* _Extracted text_:
────────────────────

Since minimum cut is a problem we want to solve, this seems like bad news. Luckily however we are able to find much faster algorithms that run in polynomial time (which, as mentioned in the mathematical background lecture, we denote by $$poly(n)$$) for this problem. There are several algorithms to do so, but many of them rely on the Max Flow Min Cut Theorem that says that the minimum cut between $$s$$ and $$t$$ equals the maximum amount of flow we can send from $$s$$ to $$t$$, if every edge has unit capacity.A flow of capacity $$c$$ from a source $$s$$ to a sink $$t$$ in a graph can be thought of as describing how one would send some quantity from $$s$$ to $$t$$ in the graph (e.g., sending $$c$$ liters of water (or any other matter one can partition arbitrarily), on pipes described by the edges). Mathematically, a flow is captured by assigning numbers to edges, and requiring that on any vertex apart from $$s$$ and $$t$$, the amount flowing it is equal to the amount flowing out, while in $$s$$ there are $$c$$ units flowing out and in $$t$$ there are $$c$$ units flowing in. For example, this directly implies that the value of the minimum cut problem is the solution for the following linear program:A linear program is the task of maximizing or minimizing a linear function of $$n$$ real variables $$x_0,\ldots,x_{n-1}$$ subject to certain linear equalities and inequalities on the variables.

$\begin{split} \max_{x\in \R^m} F_s(x)-F_t(x) \text{s.t.}\\ \forall_{u \not\in \{s,t\}} F_u(x)=0 \end{split}$ where for every vertex $$u$$ and $$x\in \R^m$$, $$F_u(x) = \sum_{e \in E \text{s.t.} u \in e} x_e$$.

Since there is a polynomial-time algorithm for linear programming, the minimum cut (or, equivalently, maximum flow) problem can be solved in polynomial time. In fact, there are much better algorithms for this problem, with currently the record standing at $$O(\min\{ m^{10/7}, m\sqrt{n}\})$$.

### Finding the maximum cut in a graph

We can also define the maximum cut problem of finding, given a graph $$G=(V,E)$$ the subset $$S\subseteq V$$ that maximizes the number of edges cut by $$S$$.We can also consider the variant where one is given $$s,t$$ and looks for the $$s,t$$-cut that maximizes the number of edges cut. The two variants are equivalent up to $$O(n^2)$$ factors in the running time, but the we use the global max cut forumlation since it is more common in the literature. Like its cousin the minimum cut problem, the maximum cut problem is also very well motivated. For example, it arises in VLSI design, and also has some surprising relation to analyzing the Ising model in statistical physics.

Once again, a priori it might not be clear that the maximum cut problem should be harder than minimum cut but this turns out to be the case. We do not know of an algorithm that solves this problem much faster than the trivial “brute force” algorithm that tries all $$2^n$$ possibilities for the set $$S$$.

────────────────────

* _Extracted data_:
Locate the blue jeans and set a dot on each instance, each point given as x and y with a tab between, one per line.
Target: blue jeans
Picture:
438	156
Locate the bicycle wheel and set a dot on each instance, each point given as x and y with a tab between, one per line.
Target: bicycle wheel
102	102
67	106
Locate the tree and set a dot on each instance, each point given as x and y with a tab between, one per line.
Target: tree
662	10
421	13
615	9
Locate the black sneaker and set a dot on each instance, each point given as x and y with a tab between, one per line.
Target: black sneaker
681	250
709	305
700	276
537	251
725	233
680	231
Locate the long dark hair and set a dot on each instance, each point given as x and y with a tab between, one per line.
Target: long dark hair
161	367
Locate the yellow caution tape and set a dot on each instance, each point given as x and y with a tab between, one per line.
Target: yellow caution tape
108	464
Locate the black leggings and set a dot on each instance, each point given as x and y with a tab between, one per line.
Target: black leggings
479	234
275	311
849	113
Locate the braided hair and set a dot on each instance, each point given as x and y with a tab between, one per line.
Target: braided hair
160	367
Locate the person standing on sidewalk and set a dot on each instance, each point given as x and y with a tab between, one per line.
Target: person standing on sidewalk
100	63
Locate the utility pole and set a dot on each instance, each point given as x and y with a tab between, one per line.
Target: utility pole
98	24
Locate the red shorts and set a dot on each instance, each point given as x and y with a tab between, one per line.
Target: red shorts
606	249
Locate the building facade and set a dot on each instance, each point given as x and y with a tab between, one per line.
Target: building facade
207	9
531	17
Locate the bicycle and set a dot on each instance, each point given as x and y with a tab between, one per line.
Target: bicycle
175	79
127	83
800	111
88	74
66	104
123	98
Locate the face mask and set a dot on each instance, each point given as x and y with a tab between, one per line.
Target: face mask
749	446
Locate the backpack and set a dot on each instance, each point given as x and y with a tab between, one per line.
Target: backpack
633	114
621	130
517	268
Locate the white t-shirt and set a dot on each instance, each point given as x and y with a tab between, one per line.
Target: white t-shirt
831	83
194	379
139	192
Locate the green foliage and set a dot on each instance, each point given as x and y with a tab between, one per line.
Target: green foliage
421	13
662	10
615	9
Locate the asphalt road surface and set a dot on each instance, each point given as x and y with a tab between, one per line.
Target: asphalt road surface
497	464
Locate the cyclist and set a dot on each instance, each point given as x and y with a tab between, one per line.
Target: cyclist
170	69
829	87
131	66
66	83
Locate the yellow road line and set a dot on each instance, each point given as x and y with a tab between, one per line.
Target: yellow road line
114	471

────────────────────

* _Task requirements_: According to the text on graph cut problems, in which two areas does the maximum cut problem arise?

* _Completed task_: VLSI design and the analysis of the Ising model in statistical physics.